● **Source document**:
You are viewing a plain text version of this content. The canonical link for it is here.

Posted to user@cassandra.apache.org by Maxim Veksler <ma...@vekslers.org> on 2011/01/20 00:07:16 UTC

Does Cassandra support range queries on keys ?

Hello everyone,

I'm new to dynamo. I'm looking to implement something similar to prefix
search for keys (much like S3 allows you to list all the keys that match a
certain prefix).

Can I implement this with Cassandra? I'm using Hector as the client but
would gladly go thrift is necessary.


Thank you,
Maxim.

Re: Does Cassandra support range queries on keys ?

Posted by Aaron Morton <aa...@thelastpickle.com>.

I found this on the wiki, may be useful http://wiki.apache.org/cassandra/LargeDataSetConsiderations

Aaron

On 24 Jan, 2011,at 09:26 PM, Peter Schuller <pe...@infidyne.com> wrote:

> Following your suggestions, of using key of super column as range token
> won't I have a storage problem?

You won't get me to proclaim that you won't have a storage problem ;)

If you're going to deploy this at scale, I'm sure you'll have problems
whatever you do...

> I couldn't find information about this so I'll just ask: If I have a
> (Super/)ColumnFamily that contains 1 "key" for the row but that row contains
> millions of k:v entries. Would that be a efficient Cassandra design?
> Does cassandra store a CF row on a single now or can it / should it
> distribute this data?
> Does having millions of k:v entries in a single row of a CF would be
> considered a good practice? (in terms of query time, range scans and co ?)

The replication set/distribution is on a per-row basis, so you
generally don't want individual rows to be a significant part of the
entire data set.

You definitely don't want super columns that are huge; individual
super column's columns aren't indexed on disk, for one thing.

● **Collected data**:

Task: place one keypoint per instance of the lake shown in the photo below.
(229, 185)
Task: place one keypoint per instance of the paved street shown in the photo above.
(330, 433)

● **Problem to work on**: In the Cassandra mailing-list thread above, write out everything from "If you're going" down to "distribute this data?", word for word.

● **Written reply**:
If you're going to deploy this at scale, I'm sure you'll have problems
whatever you do...

> I couldn't find information about this so I'll just ask: If I have a
> (Super/)ColumnFamily that contains 1 "key" for the row but that row contains
> millions of k:v entries. Would that be a efficient Cassandra design?
> Does cassandra store a CF row on a single now or can it / should it
> distribute this data?